◆ **Exercise**
Starting with the first line, output the data exactly, through to the last line.

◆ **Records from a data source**
=== Begin Enclosure ===
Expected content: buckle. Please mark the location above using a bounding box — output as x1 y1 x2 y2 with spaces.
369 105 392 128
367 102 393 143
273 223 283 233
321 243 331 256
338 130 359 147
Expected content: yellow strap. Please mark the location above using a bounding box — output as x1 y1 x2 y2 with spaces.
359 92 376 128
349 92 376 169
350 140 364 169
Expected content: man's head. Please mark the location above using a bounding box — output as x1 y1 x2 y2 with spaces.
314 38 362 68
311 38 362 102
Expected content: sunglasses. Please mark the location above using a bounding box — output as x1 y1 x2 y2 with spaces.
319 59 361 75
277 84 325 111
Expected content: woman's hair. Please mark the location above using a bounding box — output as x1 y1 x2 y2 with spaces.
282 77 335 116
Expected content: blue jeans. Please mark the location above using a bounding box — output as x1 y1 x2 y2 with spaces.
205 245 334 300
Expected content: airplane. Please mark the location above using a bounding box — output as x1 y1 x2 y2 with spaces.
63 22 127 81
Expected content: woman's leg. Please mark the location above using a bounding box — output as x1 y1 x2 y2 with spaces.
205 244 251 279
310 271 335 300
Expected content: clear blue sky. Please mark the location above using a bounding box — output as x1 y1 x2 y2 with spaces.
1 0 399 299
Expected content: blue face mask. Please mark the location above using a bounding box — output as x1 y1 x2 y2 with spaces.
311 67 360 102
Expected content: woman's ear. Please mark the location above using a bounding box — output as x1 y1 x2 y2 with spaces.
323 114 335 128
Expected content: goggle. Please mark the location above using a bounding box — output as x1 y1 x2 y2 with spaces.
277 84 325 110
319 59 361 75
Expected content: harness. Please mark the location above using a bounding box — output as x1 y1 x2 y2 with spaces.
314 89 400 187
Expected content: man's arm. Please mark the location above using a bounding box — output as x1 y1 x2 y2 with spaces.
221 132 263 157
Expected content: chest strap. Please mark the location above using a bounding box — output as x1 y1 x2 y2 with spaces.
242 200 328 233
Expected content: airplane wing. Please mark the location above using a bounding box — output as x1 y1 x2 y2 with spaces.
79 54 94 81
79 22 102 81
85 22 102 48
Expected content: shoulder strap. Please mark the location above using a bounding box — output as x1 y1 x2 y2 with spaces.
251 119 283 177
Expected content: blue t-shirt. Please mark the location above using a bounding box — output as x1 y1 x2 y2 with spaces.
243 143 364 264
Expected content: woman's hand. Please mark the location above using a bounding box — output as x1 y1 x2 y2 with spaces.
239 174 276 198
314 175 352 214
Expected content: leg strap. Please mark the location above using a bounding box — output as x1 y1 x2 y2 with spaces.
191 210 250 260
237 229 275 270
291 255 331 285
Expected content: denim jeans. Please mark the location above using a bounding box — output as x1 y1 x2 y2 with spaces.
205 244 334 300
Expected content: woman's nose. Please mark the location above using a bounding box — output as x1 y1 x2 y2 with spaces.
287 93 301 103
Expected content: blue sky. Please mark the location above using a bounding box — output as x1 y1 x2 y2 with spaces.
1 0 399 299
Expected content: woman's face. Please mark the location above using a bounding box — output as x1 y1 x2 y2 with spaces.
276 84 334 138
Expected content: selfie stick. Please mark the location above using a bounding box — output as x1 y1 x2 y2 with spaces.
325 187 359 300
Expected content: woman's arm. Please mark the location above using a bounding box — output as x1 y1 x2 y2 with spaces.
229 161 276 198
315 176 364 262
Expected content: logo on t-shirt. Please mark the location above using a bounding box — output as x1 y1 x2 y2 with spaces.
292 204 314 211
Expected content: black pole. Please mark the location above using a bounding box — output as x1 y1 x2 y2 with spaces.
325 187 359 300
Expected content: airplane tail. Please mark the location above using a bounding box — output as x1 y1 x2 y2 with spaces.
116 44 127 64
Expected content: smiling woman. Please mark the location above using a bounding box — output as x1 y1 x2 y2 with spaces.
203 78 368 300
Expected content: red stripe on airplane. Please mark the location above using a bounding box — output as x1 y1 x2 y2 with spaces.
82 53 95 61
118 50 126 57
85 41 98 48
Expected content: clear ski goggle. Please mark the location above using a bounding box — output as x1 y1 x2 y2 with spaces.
=== End Enclosure ===
◆ **Exercise answer**
Expected content: buckle. Please mark the location above using a bounding box — output as x1 y1 x2 y2 with spaces.
369 105 392 128
367 102 393 143
273 223 283 233
321 243 331 256
338 130 359 147
Expected content: yellow strap. Please mark the location above using a bounding box — output as x1 y1 x2 y2 with spaces.
359 92 376 128
349 92 376 169
350 140 364 169
Expected content: man's head. Please mark the location above using a bounding box — output as x1 y1 x2 y2 with spaces.
314 38 362 68
311 38 362 102
Expected content: sunglasses. Please mark the location above using a bounding box — output as x1 y1 x2 y2 with spaces.
319 59 361 75
277 84 325 111
Expected content: woman's hair. Please mark the location above using a bounding box — output as x1 y1 x2 y2 with spaces.
282 77 335 116
Expected content: blue jeans. Please mark the location above using a bounding box — output as x1 y1 x2 y2 with spaces.
205 245 334 300
Expected content: airplane. Please mark the location above using a bounding box — output as x1 y1 x2 y2 with spaces.
63 22 127 81
Expected content: woman's leg. Please mark the location above using a bounding box — output as x1 y1 x2 y2 with spaces.
205 244 251 279
310 271 335 300
Expected content: clear blue sky. Please mark the location above using a bounding box — output as x1 y1 x2 y2 with spaces.
1 0 399 299
Expected content: blue face mask. Please mark the location above using a bounding box — output as x1 y1 x2 y2 with spaces.
311 67 360 102
Expected content: woman's ear. Please mark the location above using a bounding box — output as x1 y1 x2 y2 with spaces.
323 114 335 128
Expected content: goggle. Please mark the location above using a bounding box — output as x1 y1 x2 y2 with spaces.
277 84 325 110
319 59 361 75
Expected content: harness. Please mark the location above using a bounding box — output as x1 y1 x2 y2 with spaces.
314 89 400 187
Expected content: man's arm. Please mark the location above using a bounding box — output as x1 y1 x2 y2 with spaces.
221 132 263 157
Expected content: chest strap. Please mark the location above using a bounding box — output as x1 y1 x2 y2 with spaces.
242 200 328 233
Expected content: airplane wing. Please mark the location above using a bounding box — output as x1 y1 x2 y2 with spaces.
79 54 94 81
79 22 102 81
85 22 102 48
Expected content: shoulder strap. Please mark the location above using a bounding box — output as x1 y1 x2 y2 with spaces.
251 119 283 177
Expected content: blue t-shirt. Please mark the location above using a bounding box — output as x1 y1 x2 y2 with spaces.
243 143 364 264
Expected content: woman's hand. Please mark the location above using a bounding box — output as x1 y1 x2 y2 with spaces.
239 174 276 198
314 175 352 214
Expected content: leg strap. Please mark the location above using a bounding box — output as x1 y1 x2 y2 with spaces.
191 210 250 260
237 229 275 270
291 255 331 285
Expected content: denim jeans. Please mark the location above using a bounding box — output as x1 y1 x2 y2 with spaces.
205 244 334 300
Expected content: woman's nose. Please mark the location above using a bounding box — output as x1 y1 x2 y2 with spaces.
287 93 301 103
Expected content: blue sky. Please mark the location above using a bounding box — output as x1 y1 x2 y2 with spaces.
1 0 399 299
Expected content: woman's face. Please mark the location above using a bounding box — output as x1 y1 x2 y2 with spaces.
276 84 334 138
Expected content: selfie stick. Please mark the location above using a bounding box — output as x1 y1 x2 y2 with spaces.
325 187 359 300
Expected content: woman's arm. Please mark the location above using a bounding box — output as x1 y1 x2 y2 with spaces.
229 161 276 198
315 176 364 262
Expected content: logo on t-shirt. Please mark the location above using a bounding box — output as x1 y1 x2 y2 with spaces.
292 204 314 211
Expected content: black pole. Please mark the location above using a bounding box — output as x1 y1 x2 y2 with spaces.
325 187 359 300
Expected content: airplane tail. Please mark the location above using a bounding box — output as x1 y1 x2 y2 with spaces.
116 44 127 64
Expected content: smiling woman. Please mark the location above using a bounding box — output as x1 y1 x2 y2 with spaces.
203 78 368 300
Expected content: red stripe on airplane. Please mark the location above using a bounding box — output as x1 y1 x2 y2 with spaces.
82 53 95 61
118 50 126 57
85 41 98 48
Expected content: clear ski goggle. Please mark the location above using a bounding box — output as x1 y1 x2 y2 with spaces.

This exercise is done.